▸ **ARTICLE**
▶

Les espèces étudiées (appelées «principales») comprennent les essences destinées à la production de bois d'œuvre, activement commercialisées ou peu connues, mais technologiquement valables. Leur nombre dépasse 70 en Côte d'Ivoire. et une cinquantaine sont valablement représentées au sein des périmètres. Les autres espèces arborées sont également étudiées et suivies, mais sans identification botanique et toutes confondues en tant qu'espèces secondaires.

FIGURE 1. Périmètre d'essais (numération identique pour les trois périmètres): 900 ha au total, comprenant la zone tampon et 400 ha do parcelles d'essais

L'aspect pragmatique des interventions sylvicoles, telles l'éclaircie et l'exploitation, ainsi que le gain de production qu'elles entraînent sont actuellement bien établis.

En fonction de l'abondance des espèces et de l'exploitation antérieure des trois massifs forestiers, les traitements ont eu lieu comme suit pour les 75 parcelles:

· 30 parcelles n'ont pas été touchées (10 dans chaque périmètre) pour jouer le rôle de «témoins»;

· 35 parcelles ont fait l'objet d'éclaircies par élimination sur pied d'espèces secondaires. Cette élimination a été faite par dévitalisation, suivant la technique bien connue d'entailles malaises avec pulvérisation d'arboricide. Elle a été menée suivant deux intensités par suppression soit de 40 pour cent, soit de 30 pour cent de la surface terrière, de façon systématique et en commençant par les plus grosses tiges d'espèces secondaires jusqu'à obtention du pourcentage d'élimination souhaité;

· 10 parcelles (exclusivement à La Téné) ont été exploitées commercialement par abattage, débardage et vente de toutes les espèces principales de diamètre égal ou supérieur à 80 cm (prélèvement moyen: 53 m³/ha).

◀

▸ **DONNÉES AFFICHÉES**

▶

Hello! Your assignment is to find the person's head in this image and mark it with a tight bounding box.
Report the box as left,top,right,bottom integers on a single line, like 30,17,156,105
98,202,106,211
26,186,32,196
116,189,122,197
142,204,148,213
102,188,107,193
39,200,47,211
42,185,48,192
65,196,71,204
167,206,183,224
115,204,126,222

◀

▸ **TÂCHES**
• A. D'après l'article, à partir de quel diamètre les espèces principales ont-elles été abattues dans les parcelles exploitées commercialement ?
• B. Recopiez sans aucune modification le passage de l'article qui commence par « FIGURE 1. Périmètre » et se termine par « actuellement bien établis. ».

▸ **RÉSULTATS ATTENDUS**
• A. À partir de 80 cm de diamètre.

• B.
FIGURE 1. Périmètre d'essais (numération identique pour les trois périmètres): 900 ha au total, comprenant la zone tampon et 400 ha do parcelles d'essais

L'aspect pragmatique des interventions sylvicoles, telles l'éclaircie et l'exploitation, ainsi que le gain de production qu'elles entraînent sont actuellement bien établis.